Dataset rows:
## Begin

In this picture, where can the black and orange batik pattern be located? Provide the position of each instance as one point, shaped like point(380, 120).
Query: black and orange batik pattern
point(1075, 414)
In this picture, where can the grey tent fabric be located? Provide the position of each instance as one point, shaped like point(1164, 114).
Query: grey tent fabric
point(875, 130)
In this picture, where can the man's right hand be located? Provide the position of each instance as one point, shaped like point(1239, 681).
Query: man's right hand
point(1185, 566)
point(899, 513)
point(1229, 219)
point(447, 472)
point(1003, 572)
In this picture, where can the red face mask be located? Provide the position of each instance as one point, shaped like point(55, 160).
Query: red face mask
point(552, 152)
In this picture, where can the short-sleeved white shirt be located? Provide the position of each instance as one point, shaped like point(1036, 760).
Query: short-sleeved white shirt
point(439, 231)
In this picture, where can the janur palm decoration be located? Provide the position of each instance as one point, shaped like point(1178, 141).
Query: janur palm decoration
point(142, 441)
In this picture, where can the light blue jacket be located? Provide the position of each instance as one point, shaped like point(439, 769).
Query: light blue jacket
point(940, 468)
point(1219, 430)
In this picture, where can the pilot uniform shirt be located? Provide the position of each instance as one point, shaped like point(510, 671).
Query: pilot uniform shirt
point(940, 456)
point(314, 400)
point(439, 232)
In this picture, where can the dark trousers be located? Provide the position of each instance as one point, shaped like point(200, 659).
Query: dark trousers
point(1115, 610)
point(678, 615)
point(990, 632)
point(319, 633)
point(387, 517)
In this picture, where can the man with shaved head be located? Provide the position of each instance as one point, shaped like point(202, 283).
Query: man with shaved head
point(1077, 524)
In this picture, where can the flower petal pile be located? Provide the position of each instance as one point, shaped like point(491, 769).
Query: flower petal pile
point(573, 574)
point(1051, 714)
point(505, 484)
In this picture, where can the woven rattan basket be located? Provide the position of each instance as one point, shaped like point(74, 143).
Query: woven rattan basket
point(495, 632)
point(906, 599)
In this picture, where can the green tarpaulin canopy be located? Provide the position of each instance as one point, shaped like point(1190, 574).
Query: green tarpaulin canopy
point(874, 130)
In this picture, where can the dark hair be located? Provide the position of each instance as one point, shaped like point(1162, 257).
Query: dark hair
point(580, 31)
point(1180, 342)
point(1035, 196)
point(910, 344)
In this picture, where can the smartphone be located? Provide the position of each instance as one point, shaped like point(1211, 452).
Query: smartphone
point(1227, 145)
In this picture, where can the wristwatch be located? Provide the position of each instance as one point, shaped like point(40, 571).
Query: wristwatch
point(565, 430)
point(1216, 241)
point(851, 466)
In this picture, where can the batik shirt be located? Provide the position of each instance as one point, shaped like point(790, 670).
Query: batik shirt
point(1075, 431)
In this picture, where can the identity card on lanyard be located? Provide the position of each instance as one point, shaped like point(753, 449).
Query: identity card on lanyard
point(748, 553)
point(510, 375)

## End

Reproduce verbatim the rows from the line containing "In this picture, where can the smartphone" through the final line of the rows, both ends inclusive.

**Expected answer**
In this picture, where can the smartphone be located? Provide the position of each instance as one point, shaped like point(1211, 452).
Query: smartphone
point(1227, 145)
In this picture, where can the wristwatch be located? Provide the position of each instance as one point, shaped like point(40, 571).
Query: wristwatch
point(565, 430)
point(1216, 241)
point(851, 466)
In this picture, where can the batik shirt be located? Provide the position of each instance as one point, shaped like point(790, 670).
Query: batik shirt
point(1075, 431)
In this picture, where can the identity card on lanyard be located? Provide the position of each instance as one point, shaped like point(753, 449).
Query: identity card on lanyard
point(748, 553)
point(510, 375)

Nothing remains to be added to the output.